▶ [Records from a collection]
>>>>
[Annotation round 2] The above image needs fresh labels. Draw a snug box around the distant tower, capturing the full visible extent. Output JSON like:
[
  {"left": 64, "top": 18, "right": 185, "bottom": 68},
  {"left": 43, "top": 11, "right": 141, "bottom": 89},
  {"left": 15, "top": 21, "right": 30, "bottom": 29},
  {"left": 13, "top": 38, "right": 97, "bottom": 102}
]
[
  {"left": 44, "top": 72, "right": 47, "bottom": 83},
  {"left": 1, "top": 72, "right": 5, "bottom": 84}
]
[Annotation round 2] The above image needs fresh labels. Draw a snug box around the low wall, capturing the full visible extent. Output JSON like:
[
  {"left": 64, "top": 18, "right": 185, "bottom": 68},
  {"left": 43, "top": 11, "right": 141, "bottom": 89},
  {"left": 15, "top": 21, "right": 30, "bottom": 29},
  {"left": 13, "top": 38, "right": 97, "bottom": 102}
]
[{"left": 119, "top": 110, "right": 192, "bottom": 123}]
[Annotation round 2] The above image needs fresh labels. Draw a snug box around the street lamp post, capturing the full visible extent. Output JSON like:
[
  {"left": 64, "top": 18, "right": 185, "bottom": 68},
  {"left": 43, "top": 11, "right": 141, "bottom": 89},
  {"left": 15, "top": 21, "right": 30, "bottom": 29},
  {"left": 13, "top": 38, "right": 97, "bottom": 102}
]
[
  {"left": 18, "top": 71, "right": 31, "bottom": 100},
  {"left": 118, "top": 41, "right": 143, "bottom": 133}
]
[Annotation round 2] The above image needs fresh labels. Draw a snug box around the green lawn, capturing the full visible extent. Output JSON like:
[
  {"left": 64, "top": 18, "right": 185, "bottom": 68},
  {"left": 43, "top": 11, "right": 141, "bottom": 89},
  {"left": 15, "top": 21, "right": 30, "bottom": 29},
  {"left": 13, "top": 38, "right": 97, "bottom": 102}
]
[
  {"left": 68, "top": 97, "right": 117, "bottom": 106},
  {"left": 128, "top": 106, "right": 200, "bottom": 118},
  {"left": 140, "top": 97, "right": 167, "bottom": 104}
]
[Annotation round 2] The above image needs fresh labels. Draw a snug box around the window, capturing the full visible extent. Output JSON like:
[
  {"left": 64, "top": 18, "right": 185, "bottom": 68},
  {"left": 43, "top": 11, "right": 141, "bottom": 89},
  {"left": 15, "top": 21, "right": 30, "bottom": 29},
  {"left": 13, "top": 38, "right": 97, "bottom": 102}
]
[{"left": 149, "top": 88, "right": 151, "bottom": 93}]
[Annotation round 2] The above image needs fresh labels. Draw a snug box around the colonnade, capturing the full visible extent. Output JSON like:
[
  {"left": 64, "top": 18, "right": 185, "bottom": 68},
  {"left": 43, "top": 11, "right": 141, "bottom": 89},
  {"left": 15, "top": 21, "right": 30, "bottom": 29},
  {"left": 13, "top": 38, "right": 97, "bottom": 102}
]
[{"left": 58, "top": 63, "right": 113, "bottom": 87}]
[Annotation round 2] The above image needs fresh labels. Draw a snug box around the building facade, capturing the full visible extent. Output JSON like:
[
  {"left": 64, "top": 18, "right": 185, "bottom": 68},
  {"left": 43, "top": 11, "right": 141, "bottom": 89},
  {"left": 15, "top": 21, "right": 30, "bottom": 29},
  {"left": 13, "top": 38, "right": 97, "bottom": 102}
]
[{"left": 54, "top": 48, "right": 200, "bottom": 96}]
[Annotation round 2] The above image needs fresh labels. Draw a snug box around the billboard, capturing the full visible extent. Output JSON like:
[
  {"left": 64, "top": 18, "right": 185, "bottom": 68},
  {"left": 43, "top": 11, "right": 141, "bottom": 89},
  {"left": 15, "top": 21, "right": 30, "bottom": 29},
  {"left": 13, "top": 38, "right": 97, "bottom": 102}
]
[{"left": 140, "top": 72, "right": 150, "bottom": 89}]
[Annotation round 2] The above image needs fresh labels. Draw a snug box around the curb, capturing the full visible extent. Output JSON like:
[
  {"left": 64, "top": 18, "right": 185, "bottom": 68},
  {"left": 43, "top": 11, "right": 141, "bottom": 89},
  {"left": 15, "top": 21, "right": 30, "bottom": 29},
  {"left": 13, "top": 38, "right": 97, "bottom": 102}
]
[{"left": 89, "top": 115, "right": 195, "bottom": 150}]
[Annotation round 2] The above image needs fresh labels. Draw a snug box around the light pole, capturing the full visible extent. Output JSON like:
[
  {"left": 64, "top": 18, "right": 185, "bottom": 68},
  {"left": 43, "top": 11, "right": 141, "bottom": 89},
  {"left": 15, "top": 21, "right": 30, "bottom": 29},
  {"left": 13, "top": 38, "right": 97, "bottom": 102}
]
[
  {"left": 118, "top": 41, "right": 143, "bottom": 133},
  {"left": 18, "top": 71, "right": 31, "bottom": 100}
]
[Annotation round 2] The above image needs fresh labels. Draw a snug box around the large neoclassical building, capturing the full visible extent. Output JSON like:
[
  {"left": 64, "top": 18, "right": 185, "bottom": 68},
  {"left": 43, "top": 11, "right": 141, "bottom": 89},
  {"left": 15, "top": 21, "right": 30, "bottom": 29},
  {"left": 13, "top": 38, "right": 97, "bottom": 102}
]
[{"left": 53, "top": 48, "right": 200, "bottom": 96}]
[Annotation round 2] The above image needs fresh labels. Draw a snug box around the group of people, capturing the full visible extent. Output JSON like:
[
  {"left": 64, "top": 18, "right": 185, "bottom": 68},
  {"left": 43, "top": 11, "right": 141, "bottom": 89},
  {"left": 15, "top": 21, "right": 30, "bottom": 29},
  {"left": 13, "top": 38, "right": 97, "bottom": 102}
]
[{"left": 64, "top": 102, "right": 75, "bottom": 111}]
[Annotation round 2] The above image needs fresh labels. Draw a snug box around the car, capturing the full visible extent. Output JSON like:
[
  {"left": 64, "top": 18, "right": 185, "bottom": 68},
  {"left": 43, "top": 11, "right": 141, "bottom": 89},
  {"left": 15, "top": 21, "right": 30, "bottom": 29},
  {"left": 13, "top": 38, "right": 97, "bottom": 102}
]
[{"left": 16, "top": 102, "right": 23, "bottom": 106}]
<<<<
▶ [TASK TO COMPLETE] Rewrite every one of the records above, changing "snug box" to "tight box" and leaving everything else as it is.

▶ [SOLVED EXERCISE]
[Annotation round 2] The above image needs fresh labels. Draw a tight box around the distant tower, capturing the full visible extent. Output JSON like:
[
  {"left": 64, "top": 18, "right": 185, "bottom": 68},
  {"left": 43, "top": 11, "right": 141, "bottom": 89},
  {"left": 15, "top": 21, "right": 30, "bottom": 29},
  {"left": 13, "top": 38, "right": 97, "bottom": 102}
]
[
  {"left": 44, "top": 72, "right": 47, "bottom": 83},
  {"left": 1, "top": 72, "right": 5, "bottom": 84}
]
[Annotation round 2] The above image needs fresh labels. Draw a tight box around the low wall, capturing the full visible extent. Output JSON like:
[
  {"left": 64, "top": 18, "right": 185, "bottom": 68},
  {"left": 43, "top": 11, "right": 141, "bottom": 89},
  {"left": 15, "top": 21, "right": 30, "bottom": 29},
  {"left": 13, "top": 38, "right": 97, "bottom": 102}
]
[{"left": 119, "top": 110, "right": 192, "bottom": 123}]
[Annotation round 2] The above image needs fresh labels. Draw a tight box around the street lamp post, capturing the full visible extent. Output JSON like:
[
  {"left": 64, "top": 18, "right": 185, "bottom": 68},
  {"left": 43, "top": 11, "right": 141, "bottom": 89},
  {"left": 15, "top": 21, "right": 30, "bottom": 29},
  {"left": 13, "top": 38, "right": 97, "bottom": 102}
]
[
  {"left": 18, "top": 71, "right": 31, "bottom": 100},
  {"left": 118, "top": 41, "right": 143, "bottom": 133}
]
[Annotation round 2] The above image needs fresh labels. Draw a tight box around the green lawn, capturing the full visible extent. Output JSON like:
[
  {"left": 64, "top": 18, "right": 185, "bottom": 68},
  {"left": 43, "top": 11, "right": 141, "bottom": 89},
  {"left": 15, "top": 21, "right": 30, "bottom": 29},
  {"left": 13, "top": 38, "right": 97, "bottom": 102}
]
[
  {"left": 68, "top": 97, "right": 117, "bottom": 106},
  {"left": 128, "top": 106, "right": 200, "bottom": 118},
  {"left": 140, "top": 97, "right": 167, "bottom": 104}
]
[Annotation round 2] The above image needs fresh labels. Draw a tight box around the window, capturing the full visible extent. Output JSON like:
[
  {"left": 64, "top": 18, "right": 185, "bottom": 68},
  {"left": 43, "top": 11, "right": 141, "bottom": 89},
  {"left": 15, "top": 21, "right": 30, "bottom": 29},
  {"left": 13, "top": 38, "right": 97, "bottom": 102}
]
[{"left": 149, "top": 88, "right": 151, "bottom": 93}]
[Annotation round 2] The above image needs fresh labels. Draw a tight box around the colonnade, capturing the full visible extent. Output JSON like:
[
  {"left": 64, "top": 18, "right": 185, "bottom": 68},
  {"left": 43, "top": 11, "right": 141, "bottom": 89},
  {"left": 15, "top": 21, "right": 30, "bottom": 29},
  {"left": 13, "top": 38, "right": 97, "bottom": 102}
]
[{"left": 58, "top": 63, "right": 113, "bottom": 87}]
[Annotation round 2] The above image needs fresh labels. Draw a tight box around the building facade, capturing the full visible extent. Output JSON like:
[
  {"left": 64, "top": 18, "right": 185, "bottom": 68},
  {"left": 43, "top": 11, "right": 141, "bottom": 89},
  {"left": 15, "top": 21, "right": 30, "bottom": 29},
  {"left": 13, "top": 38, "right": 97, "bottom": 102}
]
[{"left": 54, "top": 48, "right": 200, "bottom": 96}]
[Annotation round 2] The above image needs fresh labels. Draw a tight box around the billboard, capturing the full visible extent. Output JSON like:
[
  {"left": 64, "top": 18, "right": 185, "bottom": 68},
  {"left": 43, "top": 11, "right": 141, "bottom": 89},
  {"left": 15, "top": 21, "right": 30, "bottom": 29},
  {"left": 13, "top": 38, "right": 97, "bottom": 102}
]
[{"left": 140, "top": 72, "right": 150, "bottom": 89}]
[Annotation round 2] The above image needs fresh labels. Draw a tight box around the curb, capturing the full visible extent. Output JSON like:
[
  {"left": 64, "top": 18, "right": 185, "bottom": 68},
  {"left": 43, "top": 11, "right": 141, "bottom": 89},
  {"left": 15, "top": 21, "right": 30, "bottom": 29},
  {"left": 13, "top": 38, "right": 97, "bottom": 102}
]
[{"left": 89, "top": 115, "right": 195, "bottom": 150}]
[Annotation round 2] The above image needs fresh labels. Draw a tight box around the light pole, capturing the full visible extent. Output JSON like:
[
  {"left": 64, "top": 18, "right": 185, "bottom": 68},
  {"left": 43, "top": 11, "right": 141, "bottom": 89},
  {"left": 15, "top": 21, "right": 30, "bottom": 29},
  {"left": 13, "top": 38, "right": 97, "bottom": 102}
]
[
  {"left": 118, "top": 41, "right": 143, "bottom": 133},
  {"left": 18, "top": 71, "right": 31, "bottom": 100}
]
[Annotation round 2] The above image needs fresh labels. Draw a tight box around the large neoclassical building, capturing the full visible extent. Output JSON like:
[
  {"left": 64, "top": 18, "right": 185, "bottom": 68},
  {"left": 43, "top": 11, "right": 141, "bottom": 89},
  {"left": 15, "top": 21, "right": 30, "bottom": 29},
  {"left": 13, "top": 38, "right": 97, "bottom": 102}
]
[{"left": 53, "top": 48, "right": 200, "bottom": 96}]
[Annotation round 2] The above image needs fresh labels. Draw a tight box around the group of people, capturing the full visible extent. Output JSON like:
[
  {"left": 64, "top": 18, "right": 185, "bottom": 68},
  {"left": 43, "top": 11, "right": 141, "bottom": 89},
  {"left": 15, "top": 21, "right": 30, "bottom": 29},
  {"left": 13, "top": 38, "right": 97, "bottom": 102}
]
[{"left": 64, "top": 102, "right": 75, "bottom": 111}]
[Annotation round 2] The above image needs fresh labels. Draw a tight box around the car, capturing the full visible extent. Output JSON like:
[
  {"left": 64, "top": 18, "right": 185, "bottom": 68},
  {"left": 43, "top": 11, "right": 141, "bottom": 89},
  {"left": 15, "top": 21, "right": 30, "bottom": 29},
  {"left": 13, "top": 38, "right": 97, "bottom": 102}
]
[{"left": 16, "top": 102, "right": 23, "bottom": 106}]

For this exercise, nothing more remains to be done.